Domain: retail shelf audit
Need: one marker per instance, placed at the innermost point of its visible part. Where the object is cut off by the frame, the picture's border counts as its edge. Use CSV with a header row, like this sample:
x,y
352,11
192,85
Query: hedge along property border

**What is required:**
Copy every entry above line for line, without changing anything.

**Task result:**
Domain: retail shelf audit
Need: one marker per instance, placed at the innermost point of its visible part. Where the object is cut off by the frame, the picture's border counts as its edge. Use CSV with a header row, like this sample:
x,y
352,11
192,85
Query: hedge along property border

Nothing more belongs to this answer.